- [Page]
This is a loaf of banku, a mash that looks a lot like fufu, but is subtly different.
Fufu can be made from plantains, or it can be made from cassava (a/k/a yuca or manioc). Either way it’s boiled, kneaded, and pounded till the starch achieves a bouncy and utterly agreeable consistency. When you get your ball of fufu in an African restaurant, it will likely be steaming hot and wrapped in clear plastic. It’s up to you to play hot potato with it, juggling and wincing as you peel off the wrapper.
Fufu made from mashed plantains is slightly darker than the white and off-white of other mashes.
The fufu at Mataheko – the subject of this week’s Counter Culture review – is made from plantain. But fufu is only one of the so-called “mashes” that form the starchy center of Ghanaian cuisine. Pounded yam is the rather prosaic name for a mash made from a white sweet potato much beloved in coastal West Africa. It achieves the same bouncy texture, but an even blander flavor, than fufu.
Banku is composed of fermented manioc meal that’s been rehydrated, and then beaten to a fare-thee-well. But that’s not the end of it. The white rubbery loaf is allowed to ferment for a couple of days, leading to a sour and funky flavor. You’ll love it or hate it. Kenkey is like banku, except it’s made of cornmeal and especially prized by fishermen.

- [Problem 1]
Answer these questions using the passage on Ghanaian mashes:
(a) What is the fufu at Mataheko made from?
(b) How long is the white loaf of banku left to ferment?
(c) What is kenkey made of?
- [Problem 2]
Carry on the passage on Ghanaian mashes, beginning after its final sentence.

(Items from a dataset)
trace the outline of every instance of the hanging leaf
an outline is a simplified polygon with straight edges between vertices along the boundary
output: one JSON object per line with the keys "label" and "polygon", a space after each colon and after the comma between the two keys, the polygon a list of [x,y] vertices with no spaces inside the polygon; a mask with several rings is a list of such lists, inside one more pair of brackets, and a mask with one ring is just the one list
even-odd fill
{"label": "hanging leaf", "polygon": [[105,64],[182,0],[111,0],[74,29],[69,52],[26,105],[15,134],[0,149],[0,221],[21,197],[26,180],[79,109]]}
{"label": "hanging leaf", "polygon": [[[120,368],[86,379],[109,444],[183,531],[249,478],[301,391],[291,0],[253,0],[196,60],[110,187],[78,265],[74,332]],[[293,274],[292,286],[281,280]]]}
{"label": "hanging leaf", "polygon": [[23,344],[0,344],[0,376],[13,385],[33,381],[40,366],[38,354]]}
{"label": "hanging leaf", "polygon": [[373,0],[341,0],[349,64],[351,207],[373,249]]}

- [Exercise answer 1]
(a) Plantain.
(b) A couple of days.
(c) Cornmeal.

- [Exercise answer 2]
Then there’s plakali, ebaa, garifoto, and a handful of other mashes, all based on various forms of cassava and cassava meal. Unique among mashes, perhaps, is omo tuo, which consists of rice pounded until you can barely see the grains.
This is pounded yam. It bears a certain unmistakable resemblance to Moby Dick.
The rice mash called omo tuo arrives immersed in its mixed-meat peanut soup, rather than wrapped in plastic.
To eat a mash like fufu, pull off pieces with the fingers of your right hand, and then dip the wad deeply in the soup that you’ve chosen to go with it. These soups are most often based on meat, fish, vegetables, okra, peanut butter, palm oil, ground-up melon seeds, sweet potato leaves. A combination of meats, poultry, and fish is called mixed meat.
You can dip and re-dip gobbets of fufu until your loaf is exhausted, and still not get to the bottom of the bowl. That’s because back home a bowl of soup might be shared by several people, each with his own loaf of fufu. Such is the abundance of the New World that we each get our own, and it’s more than enough.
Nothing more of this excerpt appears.